:: Data in this exercise
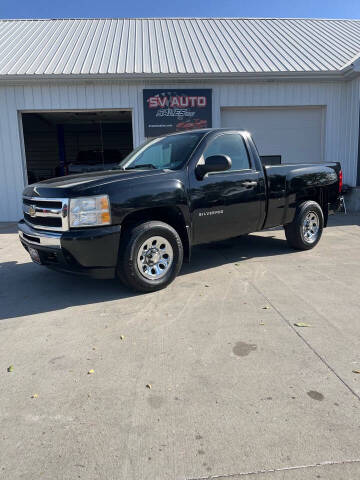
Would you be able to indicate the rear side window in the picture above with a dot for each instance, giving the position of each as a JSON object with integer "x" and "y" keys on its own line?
{"x": 231, "y": 144}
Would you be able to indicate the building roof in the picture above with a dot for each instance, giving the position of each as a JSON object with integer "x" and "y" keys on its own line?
{"x": 177, "y": 46}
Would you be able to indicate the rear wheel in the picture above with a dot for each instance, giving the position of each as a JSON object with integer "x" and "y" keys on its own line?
{"x": 305, "y": 231}
{"x": 151, "y": 256}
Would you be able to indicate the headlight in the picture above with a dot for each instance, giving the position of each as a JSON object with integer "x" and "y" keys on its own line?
{"x": 90, "y": 211}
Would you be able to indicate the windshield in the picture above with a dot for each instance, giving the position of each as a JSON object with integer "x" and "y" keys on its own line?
{"x": 170, "y": 152}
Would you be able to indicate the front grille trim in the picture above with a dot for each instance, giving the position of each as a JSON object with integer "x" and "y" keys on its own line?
{"x": 45, "y": 212}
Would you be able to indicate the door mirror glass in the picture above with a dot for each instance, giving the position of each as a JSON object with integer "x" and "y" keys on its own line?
{"x": 214, "y": 163}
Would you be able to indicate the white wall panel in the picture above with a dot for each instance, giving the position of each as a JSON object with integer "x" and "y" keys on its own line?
{"x": 341, "y": 102}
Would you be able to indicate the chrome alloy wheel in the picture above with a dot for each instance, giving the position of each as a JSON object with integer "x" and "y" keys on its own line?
{"x": 155, "y": 257}
{"x": 310, "y": 227}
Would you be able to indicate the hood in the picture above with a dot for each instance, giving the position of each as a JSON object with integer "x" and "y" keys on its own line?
{"x": 79, "y": 184}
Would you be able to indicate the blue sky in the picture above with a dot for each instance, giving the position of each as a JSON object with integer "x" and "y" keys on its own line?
{"x": 183, "y": 8}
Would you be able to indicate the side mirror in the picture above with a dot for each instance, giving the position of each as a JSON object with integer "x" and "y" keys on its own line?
{"x": 215, "y": 163}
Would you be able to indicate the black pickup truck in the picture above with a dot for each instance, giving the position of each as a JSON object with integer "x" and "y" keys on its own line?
{"x": 139, "y": 220}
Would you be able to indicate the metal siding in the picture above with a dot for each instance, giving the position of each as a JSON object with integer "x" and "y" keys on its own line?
{"x": 176, "y": 45}
{"x": 341, "y": 101}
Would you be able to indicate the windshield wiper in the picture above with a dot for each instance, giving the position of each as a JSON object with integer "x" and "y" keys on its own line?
{"x": 145, "y": 165}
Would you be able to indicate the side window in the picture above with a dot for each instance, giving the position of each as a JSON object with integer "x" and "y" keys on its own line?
{"x": 233, "y": 145}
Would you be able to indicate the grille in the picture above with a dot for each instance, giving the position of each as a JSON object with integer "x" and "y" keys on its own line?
{"x": 46, "y": 213}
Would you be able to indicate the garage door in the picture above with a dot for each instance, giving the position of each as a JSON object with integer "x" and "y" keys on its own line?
{"x": 294, "y": 134}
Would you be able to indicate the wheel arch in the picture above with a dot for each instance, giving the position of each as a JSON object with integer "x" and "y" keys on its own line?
{"x": 171, "y": 215}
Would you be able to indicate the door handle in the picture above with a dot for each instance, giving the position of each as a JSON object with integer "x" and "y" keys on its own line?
{"x": 249, "y": 184}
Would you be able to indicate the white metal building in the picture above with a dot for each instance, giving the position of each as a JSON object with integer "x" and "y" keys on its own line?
{"x": 293, "y": 83}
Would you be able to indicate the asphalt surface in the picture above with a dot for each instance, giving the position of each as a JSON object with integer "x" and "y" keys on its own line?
{"x": 237, "y": 391}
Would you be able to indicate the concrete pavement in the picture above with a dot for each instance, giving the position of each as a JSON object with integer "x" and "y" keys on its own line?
{"x": 237, "y": 390}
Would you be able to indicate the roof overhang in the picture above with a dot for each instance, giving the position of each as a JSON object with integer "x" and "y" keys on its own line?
{"x": 347, "y": 73}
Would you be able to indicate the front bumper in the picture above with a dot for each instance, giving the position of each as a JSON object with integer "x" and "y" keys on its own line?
{"x": 89, "y": 251}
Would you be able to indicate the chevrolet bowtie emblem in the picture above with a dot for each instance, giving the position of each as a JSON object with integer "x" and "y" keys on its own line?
{"x": 32, "y": 211}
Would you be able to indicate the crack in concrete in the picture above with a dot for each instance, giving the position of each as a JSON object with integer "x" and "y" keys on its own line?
{"x": 274, "y": 470}
{"x": 308, "y": 344}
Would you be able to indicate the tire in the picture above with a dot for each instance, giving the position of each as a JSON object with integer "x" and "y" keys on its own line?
{"x": 305, "y": 231}
{"x": 147, "y": 267}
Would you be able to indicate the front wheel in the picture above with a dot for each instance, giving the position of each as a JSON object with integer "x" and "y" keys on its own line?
{"x": 305, "y": 231}
{"x": 151, "y": 256}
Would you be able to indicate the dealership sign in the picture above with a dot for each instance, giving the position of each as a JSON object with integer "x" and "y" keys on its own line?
{"x": 167, "y": 111}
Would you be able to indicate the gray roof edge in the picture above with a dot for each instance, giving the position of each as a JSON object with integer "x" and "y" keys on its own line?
{"x": 262, "y": 76}
{"x": 179, "y": 18}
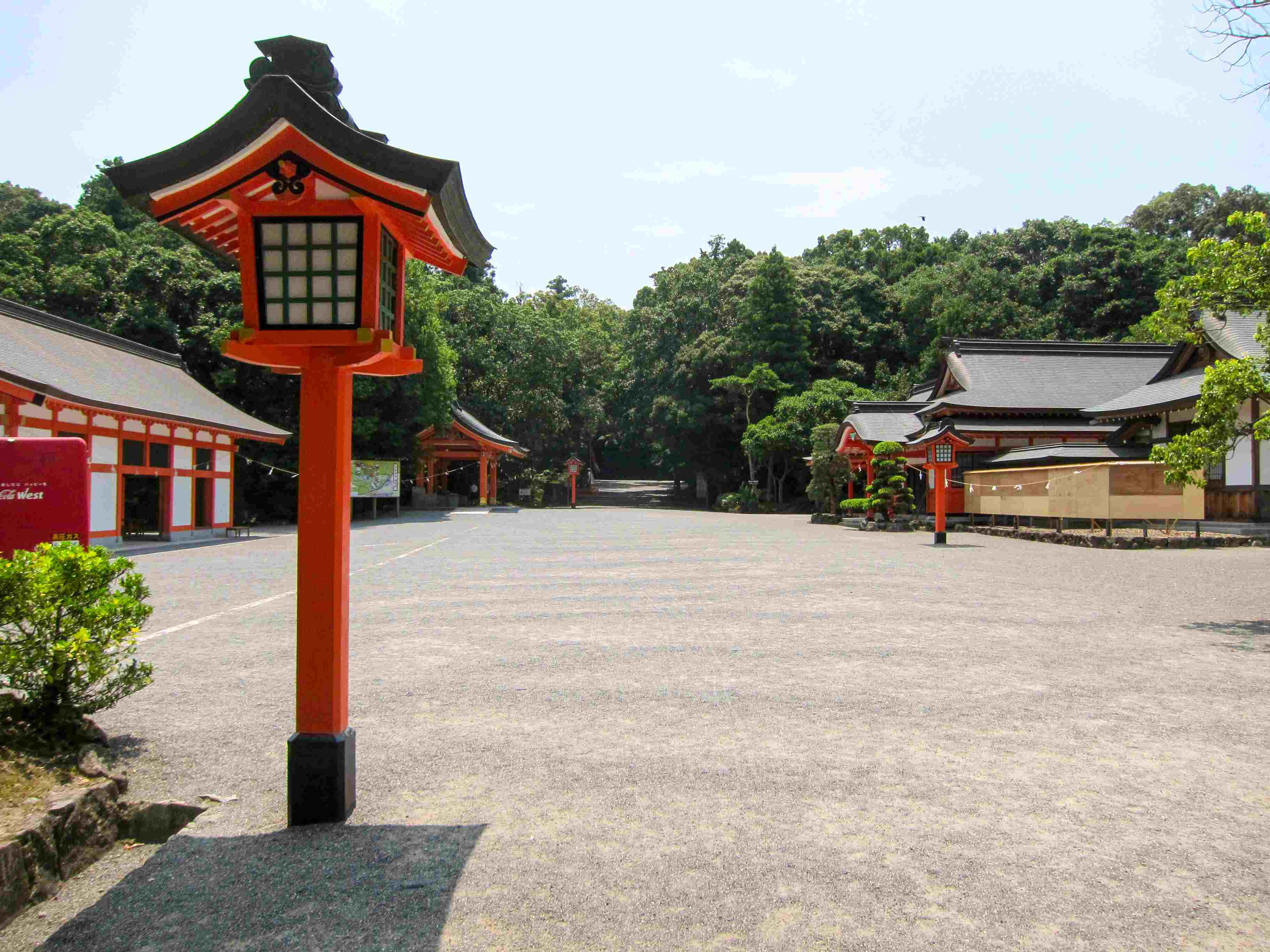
::::
## What to work on
The answer should consist of all the records, duplicated exactly, with no images included.

## Answer below
Would you be able to indicate the rear side window in the picture above with a dot for each instance, giving the position of each as a JSON object with integer "x" and "y" keys on its own line?
{"x": 231, "y": 144}
Would you be able to indicate the building roof in the picture above with a dot for each instance, giving the position of each as a JSON object with integer "x" and "y" keys on its own line?
{"x": 177, "y": 46}
Would you be able to indicate the rear wheel in the picture above with a dot for each instance, giving the position of each as a JSON object with integer "x" and "y" keys on its own line?
{"x": 305, "y": 231}
{"x": 151, "y": 256}
Would you be able to indicate the headlight in the picture above with a dot for each instance, giving the position of each as a JSON object with integer "x" and "y" keys on its own line?
{"x": 90, "y": 211}
Would you be able to indicate the windshield in the picture above with a dot for each instance, giving the position of each as a JSON object with integer "x" and "y" keys on its own line?
{"x": 170, "y": 152}
Would you be able to indicate the front grille trim in the picture above with a dot for each instance, giving the position of each as a JSON object with integer "x" and "y" keys on its own line?
{"x": 45, "y": 212}
Would you be able to indicate the door mirror glass in the picture above with a dot for each instance, giving the position of each as a JSON object with integer "x" and "y" keys on its own line?
{"x": 214, "y": 163}
Would you be able to indicate the white wall panel in the picture above with a dot for each instance, giving the position of each as a JSON object with integer "x" and "y" keys on its own line?
{"x": 341, "y": 102}
Would you be able to indicate the chrome alloy wheel in the picture above with a dot for each instance, giving the position of each as a JSON object with integer "x" and "y" keys on its own line?
{"x": 155, "y": 257}
{"x": 310, "y": 227}
Would you be able to indicate the hood in the picture above with a dot for each instance, giving the position of each as a JSON object with integer "x" and "y" keys on its own line?
{"x": 79, "y": 184}
Would you be able to indicate the blue sky in the picture above with a dot for each instance, giving the position of each as a JSON object with integer "x" and "y" keys on its own line?
{"x": 183, "y": 8}
Would you be able to indicate the side mirror in the picture above with a dot for each instance, giving the position of each as a JSON object with integer "x" and "y" keys on its own line?
{"x": 215, "y": 163}
Would you be able to indicate the black pickup truck in the picture above with a dot for each instance, giving the position of each as a JSON object with integer "x" and "y" keys on its own line?
{"x": 139, "y": 220}
Would you be able to indicate the metal siding in the picture above with a dot for each instance, giving the position of each as a JSON object with integer "x" and "y" keys on its own line?
{"x": 176, "y": 45}
{"x": 341, "y": 101}
Would you be able to indicate the windshield wiper in the picture above with a dot for each instance, giving the position of each as a JSON object with integer "x" and "y" keys on its own line?
{"x": 145, "y": 165}
Would you be able to indicate the side window in the picture above with a dot for each instance, giving the position of each as a JSON object with integer "x" and "y" keys on its own line?
{"x": 233, "y": 145}
Would you be able to indicate the grille in the picture above with a dot for each instance, giving the position of each as a JSON object with integer "x" and "y" keys on its own line?
{"x": 46, "y": 213}
Would you be able to indicate the garage door in the picture above with a dot for each instance, giving the position of each as a JSON object with integer "x" and "y" keys on its own line?
{"x": 294, "y": 134}
Would you be able to indicate the wheel arch in the picture above with a dot for each instance, giving the position of each as a JSON object with integer "x" and "y" keys on its own line?
{"x": 171, "y": 215}
Would you be able to indicate the door handle in the picture above with a dot for each instance, giving the position of each as a JSON object with integer "x" and "y" keys on its own line?
{"x": 249, "y": 184}
Would you be able to indicate the white metal building in the picture above with a dot for each instance, giving the position of each as a JSON object with integer "x" and "y" keys on its own line?
{"x": 293, "y": 83}
Would you be able to indicate the asphalt surface in the picture above with a dot for each instance, giving the position of each as a JSON object with integer "x" and "y" keys on its own line?
{"x": 237, "y": 391}
Would you be able to indicate the concrete pavement in the picture above with a dot for each instance, giving the position of each as a JSON object with integer "x" and "y" keys on its own line?
{"x": 237, "y": 390}
Would you be able to indicate the roof overhang in the picture above with a dot for each instance, giving the position of each as a JSON object with integer "x" and "y" keys on its own line?
{"x": 347, "y": 73}
Would you be able to indicate the front bumper in the picture above with a dot for each instance, giving the position of each as a JSON object with integer "x" and "y" keys on its own line?
{"x": 89, "y": 251}
Would you be able to indicate the chevrolet bowtie emblem in the picture above with a dot for each instance, giving the position of each as a JSON object with integer "x" and "y" keys on its own line?
{"x": 32, "y": 211}
Would you be able to indicate the crack in concrete in the picture above with a dot for each instance, giving the position of each as a JSON object with integer "x" and "y" keys on its own line?
{"x": 274, "y": 470}
{"x": 308, "y": 344}
Would you be able to indicate the tire in the picture above with a dot for each instance, giving the position of each as a JSON object with integer "x" and "y" keys on its own line?
{"x": 305, "y": 231}
{"x": 147, "y": 267}
Would you be able to indicate the front wheel in the picture above with a dot for each instance, giving the position of each as a JSON object with integer "x" and "y" keys on its own line?
{"x": 305, "y": 231}
{"x": 151, "y": 256}
Would you be able to indicate the dealership sign in the picture above with a dot for each instance, giving the position of each as a JSON object with integer "x" and "y" keys on its own line?
{"x": 167, "y": 111}
Would you be able to indicate the gray roof edge in the picture above with a dot for each instance, giving the position of each as a JSON object with integer "x" and "y" keys on its own line?
{"x": 262, "y": 76}
{"x": 179, "y": 18}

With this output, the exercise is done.